[Document text]:
┏━━

Cash Flow and Liquidity
Year-to-date 2014 available cash flow was $39.4 million, down $12.9
million versus prior year. The year-over-year decrease in available cash
flow reflects increased investment in capital projects. The Company
ended second quarter 2014 with cash of $193.2 million and total debt of
$1,287.6 million. The Company did not have any borrowings outstanding
under its $500 million revolving credit facility at June 30, 2014.
Share Repurchase
During the second quarter of 2014, the Company repurchased approximately
0.6 million shares with an average price paid per share of $50.14 for
approximately $30.3 million related to the $200 million share repurchase
program approved by the Company's board of directors in February, 2014.
Outlook
Allegion continues to forecast full-year revenues to increase 3.5 to 4.5
percent versus prior year on an adjusted basis. The Company is raising
the lower end of adjusted EPS guidance, and holding the high-end with an
updated range of $2.30 to $2.40. Restructuring and spin costs are
expected to be in the range of $0.25 to $0.30 per share. Including these
costs, EPS for 2014 continuing operations are expected to be in the
range of $2.00 to $2.15. The forecast includes a full year tax
assumption of approximately 30 percent for continuing operations. The
updated forecast assumes the official exchange rate for the Venezuelan
bolivar and does not take into consideration the impact of a potential
currency devaluation in Venezuela. The Company continues to target
available cash flow that approximates net earnings from continuing
operations.

┗━━

[Records]:
┏━━

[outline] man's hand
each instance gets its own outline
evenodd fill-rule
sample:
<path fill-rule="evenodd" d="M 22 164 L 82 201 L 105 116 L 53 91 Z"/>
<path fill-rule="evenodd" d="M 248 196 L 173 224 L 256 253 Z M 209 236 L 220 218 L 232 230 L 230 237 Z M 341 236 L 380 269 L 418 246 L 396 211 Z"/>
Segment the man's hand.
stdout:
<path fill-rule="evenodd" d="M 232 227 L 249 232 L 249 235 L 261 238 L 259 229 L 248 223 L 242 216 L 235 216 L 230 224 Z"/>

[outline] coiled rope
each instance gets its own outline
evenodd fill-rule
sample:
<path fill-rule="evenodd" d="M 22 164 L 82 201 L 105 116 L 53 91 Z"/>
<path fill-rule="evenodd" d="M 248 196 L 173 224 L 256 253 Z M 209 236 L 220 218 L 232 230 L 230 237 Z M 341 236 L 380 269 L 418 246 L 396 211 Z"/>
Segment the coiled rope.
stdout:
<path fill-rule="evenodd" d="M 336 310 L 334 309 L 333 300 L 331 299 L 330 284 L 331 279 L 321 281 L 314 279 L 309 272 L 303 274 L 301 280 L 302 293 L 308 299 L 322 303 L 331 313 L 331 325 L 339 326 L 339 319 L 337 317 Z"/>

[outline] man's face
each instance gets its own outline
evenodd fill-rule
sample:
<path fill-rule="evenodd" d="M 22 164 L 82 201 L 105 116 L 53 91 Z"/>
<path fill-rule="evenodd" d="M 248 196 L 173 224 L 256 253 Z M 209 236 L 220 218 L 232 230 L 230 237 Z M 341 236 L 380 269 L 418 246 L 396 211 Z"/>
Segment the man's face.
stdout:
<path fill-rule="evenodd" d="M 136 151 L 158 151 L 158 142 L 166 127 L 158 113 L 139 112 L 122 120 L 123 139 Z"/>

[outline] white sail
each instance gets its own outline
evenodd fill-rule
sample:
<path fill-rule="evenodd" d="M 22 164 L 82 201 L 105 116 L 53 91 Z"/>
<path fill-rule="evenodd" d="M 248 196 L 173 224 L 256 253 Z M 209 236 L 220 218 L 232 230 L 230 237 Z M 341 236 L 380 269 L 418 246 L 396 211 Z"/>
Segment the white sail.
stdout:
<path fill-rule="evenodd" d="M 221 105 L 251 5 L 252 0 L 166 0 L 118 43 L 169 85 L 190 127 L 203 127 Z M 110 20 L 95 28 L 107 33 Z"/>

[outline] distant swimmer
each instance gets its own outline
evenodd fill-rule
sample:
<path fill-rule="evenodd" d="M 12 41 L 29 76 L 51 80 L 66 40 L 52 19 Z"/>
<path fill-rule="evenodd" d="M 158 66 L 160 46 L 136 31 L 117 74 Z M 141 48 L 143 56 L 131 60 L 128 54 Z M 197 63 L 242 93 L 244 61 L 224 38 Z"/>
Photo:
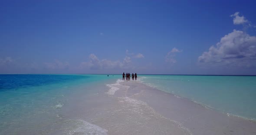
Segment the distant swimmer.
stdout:
<path fill-rule="evenodd" d="M 134 80 L 134 74 L 133 74 L 133 73 L 132 73 L 132 74 L 131 75 L 131 78 L 132 78 L 132 80 Z"/>
<path fill-rule="evenodd" d="M 123 80 L 125 80 L 125 73 L 123 73 Z"/>

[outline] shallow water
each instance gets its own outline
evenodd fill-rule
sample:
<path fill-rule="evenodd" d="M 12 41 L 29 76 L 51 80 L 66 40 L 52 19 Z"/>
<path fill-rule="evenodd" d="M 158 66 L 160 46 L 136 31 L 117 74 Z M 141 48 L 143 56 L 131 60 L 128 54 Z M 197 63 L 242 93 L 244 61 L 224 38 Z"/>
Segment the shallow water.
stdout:
<path fill-rule="evenodd" d="M 225 113 L 256 120 L 256 76 L 154 75 L 140 80 Z"/>
<path fill-rule="evenodd" d="M 202 125 L 212 124 L 210 128 L 216 126 L 215 130 L 209 127 L 206 129 L 211 131 L 209 135 L 214 135 L 220 133 L 217 131 L 226 124 L 217 122 L 229 122 L 233 126 L 224 129 L 231 131 L 236 129 L 233 130 L 236 132 L 234 135 L 239 135 L 251 132 L 255 126 L 249 121 L 230 119 L 226 115 L 207 112 L 208 109 L 198 108 L 197 104 L 187 102 L 189 100 L 158 93 L 161 91 L 141 84 L 189 98 L 185 96 L 197 97 L 193 94 L 198 91 L 186 93 L 184 89 L 191 90 L 194 87 L 191 86 L 199 85 L 200 80 L 198 78 L 189 77 L 190 83 L 197 82 L 191 85 L 184 82 L 188 77 L 179 77 L 183 78 L 181 80 L 181 78 L 168 78 L 172 76 L 145 75 L 140 76 L 137 81 L 129 81 L 118 79 L 121 77 L 121 75 L 0 75 L 0 134 L 203 135 L 203 130 L 189 124 L 198 122 Z M 207 79 L 204 80 L 205 84 L 210 83 Z M 167 85 L 168 83 L 176 85 Z M 207 86 L 201 83 L 203 87 Z M 168 91 L 176 90 L 174 86 L 180 89 Z M 169 101 L 171 99 L 174 100 Z M 189 108 L 194 106 L 195 108 Z M 181 106 L 185 107 L 179 108 Z M 193 120 L 196 115 L 193 113 L 200 112 L 202 116 L 211 113 L 213 116 L 197 117 L 198 119 Z M 212 119 L 219 121 L 207 122 Z M 242 128 L 237 127 L 236 122 L 244 123 L 242 124 L 245 126 L 246 131 L 240 132 Z M 223 132 L 229 132 L 226 130 Z"/>

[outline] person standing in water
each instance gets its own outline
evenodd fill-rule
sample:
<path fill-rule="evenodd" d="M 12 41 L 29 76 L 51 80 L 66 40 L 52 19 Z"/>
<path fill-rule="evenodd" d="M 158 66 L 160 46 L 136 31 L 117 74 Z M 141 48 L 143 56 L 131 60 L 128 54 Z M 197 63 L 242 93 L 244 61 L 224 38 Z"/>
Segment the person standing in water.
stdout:
<path fill-rule="evenodd" d="M 130 75 L 130 73 L 128 73 L 128 80 L 130 80 L 130 77 L 131 77 L 131 75 Z"/>
<path fill-rule="evenodd" d="M 126 73 L 126 80 L 128 80 L 128 74 Z"/>
<path fill-rule="evenodd" d="M 123 73 L 123 80 L 125 80 L 125 73 Z"/>

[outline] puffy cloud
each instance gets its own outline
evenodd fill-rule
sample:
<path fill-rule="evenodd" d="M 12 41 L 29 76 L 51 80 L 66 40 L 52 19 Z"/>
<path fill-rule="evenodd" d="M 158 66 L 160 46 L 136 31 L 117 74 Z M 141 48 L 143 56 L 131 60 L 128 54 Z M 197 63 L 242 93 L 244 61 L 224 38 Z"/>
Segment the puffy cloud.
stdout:
<path fill-rule="evenodd" d="M 68 62 L 61 62 L 58 60 L 55 60 L 54 62 L 45 62 L 44 63 L 46 68 L 48 69 L 62 69 L 68 68 L 69 64 Z"/>
<path fill-rule="evenodd" d="M 11 63 L 13 61 L 13 60 L 10 57 L 7 57 L 4 58 L 0 58 L 0 65 L 4 65 Z"/>
<path fill-rule="evenodd" d="M 181 52 L 182 51 L 179 50 L 178 49 L 176 48 L 174 48 L 171 50 L 171 51 L 169 51 L 166 56 L 165 56 L 165 61 L 166 62 L 170 62 L 172 63 L 176 63 L 177 61 L 174 59 L 175 56 L 175 53 L 177 52 Z"/>
<path fill-rule="evenodd" d="M 201 63 L 250 67 L 256 62 L 256 37 L 233 30 L 198 58 Z"/>
<path fill-rule="evenodd" d="M 135 58 L 144 58 L 144 56 L 143 56 L 143 55 L 142 54 L 141 54 L 141 53 L 138 53 L 136 55 L 135 55 L 134 56 Z"/>
<path fill-rule="evenodd" d="M 244 16 L 239 16 L 239 12 L 236 12 L 234 14 L 230 15 L 230 17 L 234 17 L 233 23 L 235 25 L 243 24 L 248 22 L 248 20 L 246 20 Z"/>
<path fill-rule="evenodd" d="M 174 48 L 172 48 L 172 49 L 171 49 L 171 52 L 179 52 L 182 51 L 179 50 L 178 49 L 174 47 Z"/>
<path fill-rule="evenodd" d="M 99 59 L 93 54 L 90 55 L 89 62 L 83 62 L 80 64 L 80 68 L 89 68 L 91 69 L 126 69 L 132 68 L 131 64 L 131 60 L 130 57 L 126 56 L 122 61 L 112 61 L 107 59 Z"/>
<path fill-rule="evenodd" d="M 126 54 L 126 55 L 131 56 L 133 58 L 144 58 L 144 56 L 143 56 L 143 55 L 142 55 L 141 53 L 139 53 L 137 55 L 135 55 L 133 53 L 129 53 L 129 51 L 127 49 L 126 49 L 126 51 L 125 51 L 125 54 Z"/>

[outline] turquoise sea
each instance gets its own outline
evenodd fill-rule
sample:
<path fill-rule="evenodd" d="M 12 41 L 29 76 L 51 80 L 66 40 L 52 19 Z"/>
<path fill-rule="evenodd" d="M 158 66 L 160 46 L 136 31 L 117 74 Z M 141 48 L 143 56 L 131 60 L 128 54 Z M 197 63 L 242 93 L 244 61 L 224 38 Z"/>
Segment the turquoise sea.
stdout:
<path fill-rule="evenodd" d="M 228 115 L 256 120 L 256 76 L 145 75 L 148 85 Z"/>
<path fill-rule="evenodd" d="M 70 111 L 66 108 L 73 106 L 72 100 L 107 91 L 106 84 L 118 79 L 121 75 L 0 74 L 0 134 L 58 135 L 56 130 L 63 129 L 59 125 L 67 123 L 60 114 Z M 256 119 L 256 76 L 138 75 L 137 81 L 225 113 Z M 99 127 L 81 122 L 105 135 Z"/>

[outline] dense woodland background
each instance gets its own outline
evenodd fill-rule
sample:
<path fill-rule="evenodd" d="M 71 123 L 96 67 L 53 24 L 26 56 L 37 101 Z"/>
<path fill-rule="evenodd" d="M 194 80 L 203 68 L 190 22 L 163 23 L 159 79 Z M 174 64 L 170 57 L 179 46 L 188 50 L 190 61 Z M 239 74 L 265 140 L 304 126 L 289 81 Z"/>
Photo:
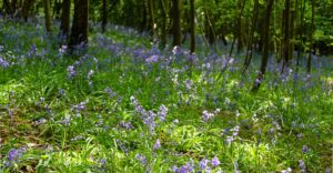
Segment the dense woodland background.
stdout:
<path fill-rule="evenodd" d="M 1 0 L 0 172 L 332 173 L 332 0 Z"/>

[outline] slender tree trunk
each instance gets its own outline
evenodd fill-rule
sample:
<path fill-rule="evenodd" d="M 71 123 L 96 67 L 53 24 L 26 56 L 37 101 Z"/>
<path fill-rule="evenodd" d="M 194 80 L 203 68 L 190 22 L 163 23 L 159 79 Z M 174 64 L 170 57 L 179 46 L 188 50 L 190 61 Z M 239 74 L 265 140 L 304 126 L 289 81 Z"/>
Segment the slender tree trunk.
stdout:
<path fill-rule="evenodd" d="M 167 44 L 167 21 L 168 21 L 164 0 L 161 0 L 161 9 L 162 9 L 161 47 L 164 48 Z"/>
<path fill-rule="evenodd" d="M 50 0 L 43 0 L 47 31 L 51 31 Z"/>
<path fill-rule="evenodd" d="M 282 65 L 282 73 L 286 68 L 289 68 L 290 63 L 290 28 L 291 28 L 291 22 L 290 22 L 290 0 L 285 0 L 284 3 L 284 39 L 283 39 L 283 65 Z"/>
<path fill-rule="evenodd" d="M 314 8 L 315 8 L 315 0 L 312 0 L 312 14 L 311 14 L 311 33 L 310 33 L 310 48 L 313 48 L 313 32 L 314 32 Z M 309 53 L 307 63 L 306 63 L 306 72 L 311 73 L 311 61 L 312 61 L 312 51 Z"/>
<path fill-rule="evenodd" d="M 305 1 L 304 0 L 300 0 L 301 2 L 301 17 L 300 17 L 300 41 L 299 41 L 299 45 L 297 45 L 297 59 L 296 59 L 296 71 L 299 71 L 299 67 L 300 67 L 300 60 L 301 60 L 301 55 L 303 53 L 303 18 L 304 18 L 304 11 L 305 11 Z"/>
<path fill-rule="evenodd" d="M 248 68 L 249 68 L 249 65 L 251 63 L 251 60 L 252 60 L 253 39 L 254 39 L 254 31 L 255 31 L 258 16 L 259 16 L 259 0 L 255 0 L 254 1 L 254 6 L 253 6 L 253 14 L 252 14 L 252 24 L 251 24 L 251 31 L 250 31 L 250 39 L 249 39 L 249 43 L 248 43 L 248 51 L 246 51 L 245 61 L 244 61 L 244 65 L 243 65 L 243 70 L 242 70 L 242 75 L 248 70 Z"/>
<path fill-rule="evenodd" d="M 181 45 L 181 0 L 173 0 L 173 45 Z"/>
<path fill-rule="evenodd" d="M 70 17 L 71 17 L 71 0 L 63 0 L 62 12 L 61 12 L 61 23 L 60 23 L 60 40 L 61 43 L 68 40 L 70 30 Z"/>
<path fill-rule="evenodd" d="M 242 1 L 242 0 L 240 0 L 240 1 Z M 242 7 L 241 7 L 241 9 L 240 9 L 241 11 L 239 11 L 239 14 L 238 14 L 238 19 L 241 19 L 242 16 L 243 16 L 244 7 L 245 7 L 245 1 L 246 1 L 246 0 L 244 0 L 243 3 L 242 3 Z M 239 28 L 239 27 L 238 27 L 238 26 L 240 24 L 239 21 L 240 21 L 240 20 L 236 21 L 236 28 Z M 232 43 L 231 43 L 230 51 L 229 51 L 229 58 L 231 57 L 231 54 L 232 54 L 232 52 L 233 52 L 233 48 L 234 48 L 235 40 L 236 40 L 236 38 L 239 37 L 239 35 L 238 35 L 238 32 L 239 32 L 239 31 L 238 31 L 238 29 L 236 29 L 235 32 L 234 32 L 234 37 L 233 37 L 233 40 L 232 40 Z M 240 41 L 241 39 L 238 38 L 238 40 Z M 239 42 L 239 44 L 240 44 L 240 42 Z"/>
<path fill-rule="evenodd" d="M 263 50 L 262 50 L 262 59 L 260 65 L 260 72 L 254 81 L 252 91 L 255 92 L 259 90 L 261 82 L 264 79 L 264 74 L 266 72 L 266 65 L 269 62 L 269 53 L 270 53 L 270 23 L 271 23 L 271 12 L 273 8 L 274 0 L 268 0 L 265 9 L 265 22 L 263 24 Z"/>
<path fill-rule="evenodd" d="M 61 7 L 62 7 L 62 3 L 60 2 L 60 0 L 54 0 L 53 13 L 52 13 L 53 18 L 56 18 L 56 19 L 60 18 Z"/>
<path fill-rule="evenodd" d="M 142 21 L 141 21 L 141 29 L 140 32 L 143 32 L 147 29 L 147 7 L 145 7 L 145 1 L 143 1 L 143 7 L 142 7 Z"/>
<path fill-rule="evenodd" d="M 34 0 L 24 0 L 23 3 L 23 19 L 26 22 L 28 22 L 28 18 L 29 18 L 29 12 L 31 7 L 33 6 Z"/>
<path fill-rule="evenodd" d="M 238 7 L 239 7 L 239 14 L 238 14 L 238 26 L 236 26 L 236 38 L 238 38 L 238 53 L 241 52 L 241 50 L 243 49 L 243 34 L 242 34 L 242 30 L 243 30 L 243 26 L 242 26 L 242 16 L 243 16 L 243 11 L 245 8 L 245 3 L 246 0 L 239 0 L 238 1 Z"/>
<path fill-rule="evenodd" d="M 105 27 L 108 24 L 108 3 L 107 0 L 103 0 L 102 4 L 102 32 L 105 32 Z"/>
<path fill-rule="evenodd" d="M 152 40 L 154 40 L 155 38 L 155 19 L 154 19 L 154 9 L 153 9 L 153 1 L 152 0 L 148 0 L 148 11 L 149 11 L 149 26 L 150 26 L 150 30 L 151 30 L 151 37 Z"/>
<path fill-rule="evenodd" d="M 71 29 L 69 48 L 75 50 L 77 45 L 88 45 L 88 11 L 89 0 L 74 0 L 74 16 Z"/>
<path fill-rule="evenodd" d="M 190 32 L 191 32 L 191 54 L 195 53 L 195 0 L 190 0 Z"/>

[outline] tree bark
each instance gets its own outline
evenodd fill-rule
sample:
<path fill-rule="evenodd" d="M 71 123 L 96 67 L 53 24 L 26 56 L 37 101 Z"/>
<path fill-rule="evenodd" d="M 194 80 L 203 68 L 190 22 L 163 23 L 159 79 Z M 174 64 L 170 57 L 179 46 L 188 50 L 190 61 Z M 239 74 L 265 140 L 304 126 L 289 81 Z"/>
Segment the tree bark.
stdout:
<path fill-rule="evenodd" d="M 155 38 L 155 19 L 154 19 L 154 10 L 153 10 L 153 1 L 152 0 L 148 0 L 148 11 L 149 11 L 149 26 L 150 26 L 150 32 L 151 32 L 151 37 L 152 40 L 154 40 Z"/>
<path fill-rule="evenodd" d="M 165 48 L 167 44 L 167 9 L 164 0 L 161 0 L 161 10 L 162 10 L 162 26 L 161 26 L 161 48 Z"/>
<path fill-rule="evenodd" d="M 51 31 L 51 17 L 50 17 L 50 0 L 43 0 L 44 3 L 44 16 L 46 16 L 46 28 L 47 31 Z"/>
<path fill-rule="evenodd" d="M 190 52 L 191 54 L 195 53 L 195 1 L 190 0 L 190 32 L 191 32 L 191 48 Z"/>
<path fill-rule="evenodd" d="M 290 0 L 285 0 L 284 3 L 284 39 L 283 39 L 283 65 L 282 65 L 282 73 L 289 67 L 290 63 Z"/>
<path fill-rule="evenodd" d="M 78 45 L 88 45 L 88 12 L 89 0 L 74 0 L 74 16 L 69 41 L 69 48 L 75 50 Z"/>
<path fill-rule="evenodd" d="M 252 92 L 255 92 L 259 90 L 266 71 L 266 65 L 269 62 L 269 53 L 270 53 L 270 23 L 271 23 L 271 12 L 273 7 L 274 0 L 268 0 L 266 2 L 266 9 L 265 9 L 265 22 L 263 24 L 263 50 L 262 50 L 262 59 L 261 59 L 261 65 L 260 65 L 260 72 L 258 73 L 258 77 L 254 81 Z"/>
<path fill-rule="evenodd" d="M 107 0 L 103 0 L 102 4 L 102 32 L 105 32 L 105 27 L 108 24 L 108 3 Z"/>
<path fill-rule="evenodd" d="M 312 0 L 312 12 L 311 12 L 311 33 L 310 33 L 310 48 L 313 48 L 313 32 L 314 32 L 314 8 L 315 8 L 315 0 Z M 311 73 L 311 61 L 312 61 L 312 51 L 309 53 L 307 62 L 306 62 L 306 72 Z"/>
<path fill-rule="evenodd" d="M 181 0 L 173 0 L 173 45 L 181 45 Z"/>
<path fill-rule="evenodd" d="M 34 0 L 24 0 L 23 2 L 23 19 L 26 22 L 28 22 L 29 12 L 31 7 L 33 6 Z"/>
<path fill-rule="evenodd" d="M 248 43 L 248 51 L 245 55 L 245 61 L 242 70 L 242 75 L 245 74 L 245 71 L 248 70 L 251 60 L 252 60 L 252 51 L 253 51 L 253 39 L 254 39 L 254 31 L 255 31 L 255 26 L 256 26 L 256 20 L 259 16 L 259 0 L 254 1 L 253 6 L 253 14 L 252 14 L 252 26 L 251 26 L 251 31 L 250 31 L 250 39 Z"/>
<path fill-rule="evenodd" d="M 71 0 L 63 0 L 62 12 L 61 12 L 61 23 L 60 23 L 60 40 L 68 40 L 70 30 L 70 18 L 71 18 Z M 63 43 L 63 42 L 62 42 Z"/>

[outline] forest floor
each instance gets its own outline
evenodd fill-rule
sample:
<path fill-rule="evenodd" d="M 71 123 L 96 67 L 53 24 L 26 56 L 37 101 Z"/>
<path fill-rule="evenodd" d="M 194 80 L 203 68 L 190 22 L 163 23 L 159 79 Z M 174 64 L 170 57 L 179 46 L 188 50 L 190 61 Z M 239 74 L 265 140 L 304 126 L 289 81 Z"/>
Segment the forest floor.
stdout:
<path fill-rule="evenodd" d="M 332 172 L 333 59 L 271 57 L 252 93 L 259 57 L 118 26 L 68 55 L 41 23 L 0 19 L 0 172 Z"/>

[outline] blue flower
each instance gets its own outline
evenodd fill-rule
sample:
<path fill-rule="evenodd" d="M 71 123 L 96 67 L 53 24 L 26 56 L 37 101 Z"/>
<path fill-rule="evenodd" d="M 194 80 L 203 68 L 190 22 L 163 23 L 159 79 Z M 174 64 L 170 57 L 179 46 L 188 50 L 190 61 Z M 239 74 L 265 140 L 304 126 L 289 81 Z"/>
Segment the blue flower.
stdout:
<path fill-rule="evenodd" d="M 206 160 L 206 159 L 201 160 L 201 161 L 199 162 L 200 169 L 201 169 L 201 170 L 204 170 L 204 169 L 208 166 L 208 163 L 209 163 L 209 162 L 210 162 L 210 161 Z"/>
<path fill-rule="evenodd" d="M 158 149 L 161 149 L 161 142 L 160 140 L 158 139 L 154 146 L 153 146 L 153 150 L 158 150 Z"/>
<path fill-rule="evenodd" d="M 214 156 L 213 159 L 212 159 L 212 165 L 215 167 L 215 166 L 219 166 L 220 165 L 220 160 L 216 157 L 216 156 Z"/>

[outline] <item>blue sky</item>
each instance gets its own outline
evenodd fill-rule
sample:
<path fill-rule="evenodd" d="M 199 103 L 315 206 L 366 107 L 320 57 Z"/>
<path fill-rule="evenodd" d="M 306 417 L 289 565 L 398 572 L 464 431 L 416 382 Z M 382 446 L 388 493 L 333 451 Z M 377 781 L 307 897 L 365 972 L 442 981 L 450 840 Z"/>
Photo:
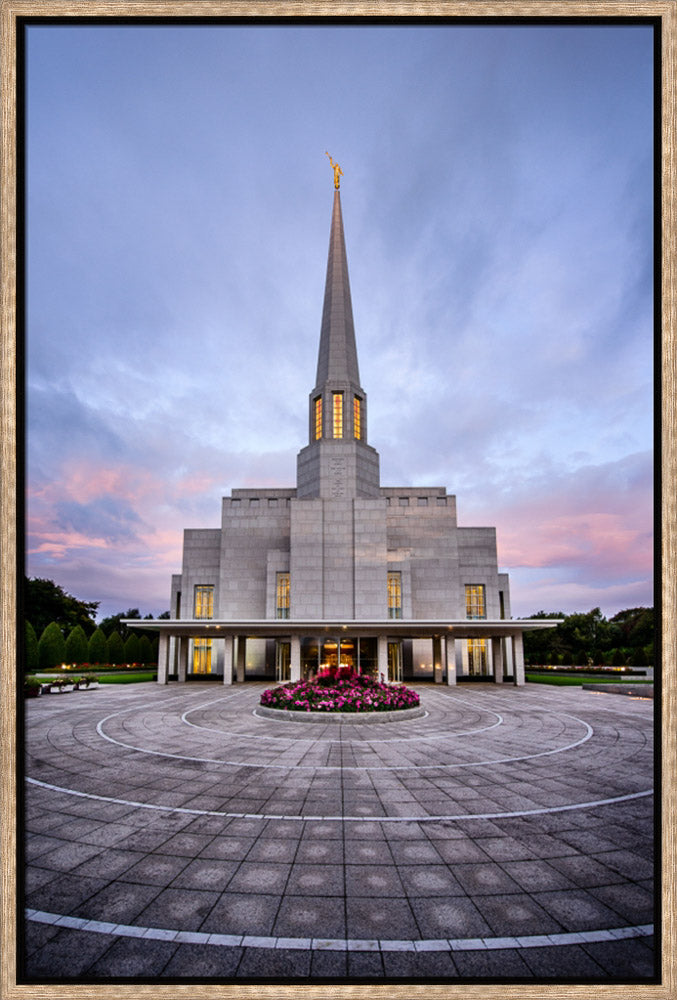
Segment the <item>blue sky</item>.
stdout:
<path fill-rule="evenodd" d="M 184 527 L 292 486 L 333 175 L 387 486 L 496 525 L 513 614 L 653 602 L 641 24 L 28 30 L 27 556 L 168 607 Z"/>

┗━━

[Directions]:
• a. Reproduce the stretch from "Cash Flow and" through "in February, 2014." in the Allegion cash flow and outlook text.
• b. Using the Allegion cash flow and outlook text, answer these questions:
(i) How much cash did the Company have at the end of second quarter 2014?
(ii) What was the average price paid per share for the shares repurchased in the second quarter of 2014?
(iii) What full-year tax assumption does the forecast include for continuing operations?
• c. Continue the Allegion cash flow and outlook text from where it stops.

[Responses to the exercise]:
• a.
Cash Flow and Liquidity
Year-to-date 2014 available cash flow was $39.4 million, down $12.9
million versus prior year. The year-over-year decrease in available cash
flow reflects increased investment in capital projects. The Company
ended second quarter 2014 with cash of $193.2 million and total debt of
$1,287.6 million. The Company did not have any borrowings outstanding
under its $500 million revolving credit facility at June 30, 2014.
Share Repurchase
During the second quarter of 2014, the Company repurchased approximately
0.6 million shares with an average price paid per share of $50.14 for
approximately $30.3 million related to the $200 million share repurchase
program approved by the Company's board of directors in February, 2014.

• b.
(i) $193.2 million
(ii) $50.14
(iii) Approximately 30 percent

• c.
Conference Call Information
On Thursday, July 31, David D. Petratis, chairman, president and chief
executive officer, and Patrick Shannon, senior vice president and chief
financial officer, will conduct a conference call for analysts and
investors, beginning at 8:00 a.m. E.T., to review the Company's results.
A real-time, listen-only webcast of the conference call will be
broadcast live over the Internet. Individuals wishing to listen can
access the call through the Company's website at http://investor.allegion.com.
About Allegion
Allegion (NYSE: ALLE) creates peace of mind by pioneering safety and
security. As a $2 billion provider of security solutions for homes and
businesses, Allegion employs more than 8,000 people and sells products
in more than 120 countries across the world. Allegion comprises 27
global brands, including strategic brands CISA®, Interflex®, LCN®,
Schlage® and Von Duprin®.
For more, visit http://www.allegion.com.
Non-GAAP Measures
The Company has presented revenue, operating income, operating margin,
EBITDA, EBITDA margin, earnings from continuing operations, and diluted
earnings per share (EPS) from continuing operations on both a U.S. GAAP
basis and on an adjusted basis because the Company's management believes
it may assist investors in evaluating the Company's on-going operations
as a standalone company. The Company believes these non-GAAP disclosures
provide important supplemental information to management and investors
regarding financial and business trends relating to the Company's
financial condition and results of operations. Investors should not
consider these non-GAAP measures as alternatives to the related GAAP
measures. A reconciliation of the non-GAAP measures used to their most
directly comparable GAAP measure is presented as a supplemental schedule
to this earnings release.
Forward-Looking Statements
This press release contains "forward-looking statements" within the
meaning of the Private Securities Litigation Reform Act of 1995,
including statements regarding the Company's 2014 financial performance,
the Company's growth strategy, the Company's capital allocation
strategy, the Company's Europe, Middle East, India and Africa (EMEIA)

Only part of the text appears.